**Exercise requirements**
Restate the entire listing word for word.

**Coordinate labeling data**
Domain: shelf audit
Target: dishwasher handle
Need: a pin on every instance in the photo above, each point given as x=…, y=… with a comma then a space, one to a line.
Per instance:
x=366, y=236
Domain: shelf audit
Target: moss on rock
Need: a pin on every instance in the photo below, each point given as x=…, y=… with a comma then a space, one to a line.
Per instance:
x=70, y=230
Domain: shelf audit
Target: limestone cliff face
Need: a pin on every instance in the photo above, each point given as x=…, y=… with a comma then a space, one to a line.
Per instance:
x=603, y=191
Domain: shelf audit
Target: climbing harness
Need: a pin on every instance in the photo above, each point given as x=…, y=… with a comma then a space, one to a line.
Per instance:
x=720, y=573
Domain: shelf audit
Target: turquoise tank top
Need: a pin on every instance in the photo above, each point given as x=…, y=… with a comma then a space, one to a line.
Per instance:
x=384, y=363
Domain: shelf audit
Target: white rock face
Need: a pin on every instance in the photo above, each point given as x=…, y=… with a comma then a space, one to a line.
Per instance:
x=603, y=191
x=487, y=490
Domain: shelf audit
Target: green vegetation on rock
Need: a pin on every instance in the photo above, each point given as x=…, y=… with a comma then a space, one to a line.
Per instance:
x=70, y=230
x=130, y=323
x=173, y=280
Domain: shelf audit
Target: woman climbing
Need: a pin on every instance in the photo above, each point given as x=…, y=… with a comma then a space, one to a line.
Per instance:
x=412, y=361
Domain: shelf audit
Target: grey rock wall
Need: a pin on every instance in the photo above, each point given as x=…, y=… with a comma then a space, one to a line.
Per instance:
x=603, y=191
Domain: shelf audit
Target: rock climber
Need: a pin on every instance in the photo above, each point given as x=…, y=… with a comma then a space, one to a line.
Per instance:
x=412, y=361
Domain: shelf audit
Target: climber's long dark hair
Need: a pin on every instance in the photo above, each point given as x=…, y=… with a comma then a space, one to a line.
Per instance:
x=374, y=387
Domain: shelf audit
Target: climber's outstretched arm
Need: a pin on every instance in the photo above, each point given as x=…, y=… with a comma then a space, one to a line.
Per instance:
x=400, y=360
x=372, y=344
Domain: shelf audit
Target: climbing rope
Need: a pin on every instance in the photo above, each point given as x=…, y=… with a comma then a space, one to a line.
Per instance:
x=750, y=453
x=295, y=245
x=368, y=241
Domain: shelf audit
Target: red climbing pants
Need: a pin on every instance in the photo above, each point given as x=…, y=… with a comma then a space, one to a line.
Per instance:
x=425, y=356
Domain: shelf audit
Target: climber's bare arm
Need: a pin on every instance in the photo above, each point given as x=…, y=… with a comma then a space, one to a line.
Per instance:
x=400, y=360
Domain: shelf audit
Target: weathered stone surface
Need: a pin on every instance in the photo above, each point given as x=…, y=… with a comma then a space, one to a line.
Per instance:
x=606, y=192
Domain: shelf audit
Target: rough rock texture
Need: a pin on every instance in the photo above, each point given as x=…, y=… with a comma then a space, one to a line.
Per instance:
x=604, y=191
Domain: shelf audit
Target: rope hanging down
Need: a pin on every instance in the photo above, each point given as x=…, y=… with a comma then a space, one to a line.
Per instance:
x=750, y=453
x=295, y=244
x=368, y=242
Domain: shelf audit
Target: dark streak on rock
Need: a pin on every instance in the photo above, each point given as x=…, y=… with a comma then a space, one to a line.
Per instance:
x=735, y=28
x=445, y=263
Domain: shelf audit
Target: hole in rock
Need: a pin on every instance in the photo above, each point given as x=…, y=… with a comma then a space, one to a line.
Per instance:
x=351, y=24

**Output below**
Domain: shelf audit
Target: dishwasher handle
Need: a pin on every instance in the photo above, each point given as x=…, y=… with a comma then a space, one to a line.
Per instance:
x=366, y=236
Domain: shelf audit
Target: moss on rock
Need: a pin on every instance in the photo below, each point given as x=…, y=… with a comma then a space, one to a line.
Per instance:
x=70, y=230
Domain: shelf audit
Target: limestone cliff face
Need: a pin on every instance in the photo above, each point given as x=…, y=… with a comma then a space, one to a line.
Per instance:
x=603, y=191
Domain: shelf audit
Target: climbing harness
Need: a pin on every instance in the photo above, each point given as x=…, y=… with a comma then a space, one to a line.
Per instance:
x=720, y=573
Domain: shelf audit
Target: turquoise tank top
Need: a pin on every instance in the photo above, each point given as x=…, y=… with a comma then a space, one to a line.
Per instance:
x=384, y=363
Domain: shelf audit
Target: white rock face
Need: a pin on every instance in the photo above, each point given as x=…, y=… with a comma then a space, one to a line.
Per instance:
x=603, y=191
x=487, y=490
Domain: shelf audit
Target: green vegetation on rock
Need: a pin on every instance in the photo above, each point given as x=…, y=… with a comma then a space, one to a line.
Per instance:
x=70, y=230
x=130, y=323
x=173, y=280
Domain: shelf audit
Target: woman climbing
Need: a pin on every instance in the photo above, each point given as x=…, y=… with a comma then a space, one to a line.
Per instance:
x=412, y=361
Domain: shelf audit
Target: grey rock wall
Need: a pin on every instance in the photo above, each point given as x=…, y=… with a comma then a space, one to a line.
Per instance:
x=603, y=191
Domain: shelf audit
Target: rock climber
Need: a pin on every instance in the photo above, each point given as x=…, y=… with a comma then a space, one to a line.
Per instance:
x=412, y=361
Domain: shelf audit
Target: climber's long dark hair
Need: a pin on every instance in the photo above, each point given as x=…, y=… with a comma then a space, one to a line.
Per instance:
x=374, y=387
Domain: shelf audit
Target: climber's outstretched arm
Need: a pin on every instance in the photo above, each point given as x=…, y=… with a comma then a space, one to a line.
Per instance:
x=400, y=360
x=372, y=344
Domain: shelf audit
Target: climbing rope
Need: a pin on every instance in the photo above, each point given as x=…, y=… with a comma then a space, one to a line.
Per instance:
x=750, y=453
x=295, y=245
x=368, y=241
Domain: shelf audit
Target: red climbing pants
Need: a pin on every instance in the photo above, each point given as x=…, y=… with a comma then a space, one to a line.
Per instance:
x=425, y=356
Domain: shelf audit
Target: climber's bare arm
Need: a pin on every instance in the photo above, each point given as x=…, y=… with a comma then a space, one to a line.
Per instance:
x=400, y=360
Domain: shelf audit
Target: weathered stone surface
Need: a pin on every instance in the photo above, each point given as x=…, y=… with a comma then a space, one to a line.
Per instance:
x=606, y=192
Domain: shelf audit
Target: rough rock texture
Need: a pin on every instance in the photo above, each point given as x=…, y=… with a comma then a space, one to a line.
Per instance:
x=604, y=191
Domain: shelf audit
Target: rope hanging down
Need: a pin on every instance in the photo above, each point given as x=…, y=… with a comma then a space, one to a line.
Per instance:
x=750, y=453
x=295, y=244
x=368, y=242
Domain: shelf audit
Target: dark streak on rock
Need: a pin on every instance in the photo above, each point given as x=…, y=… with a comma then a space, one to a line.
Per instance:
x=735, y=28
x=445, y=263
Domain: shelf audit
Target: hole in rock
Need: a pin on every instance in the photo above, each point given as x=…, y=… with a comma then a space, one to a line.
Per instance:
x=351, y=24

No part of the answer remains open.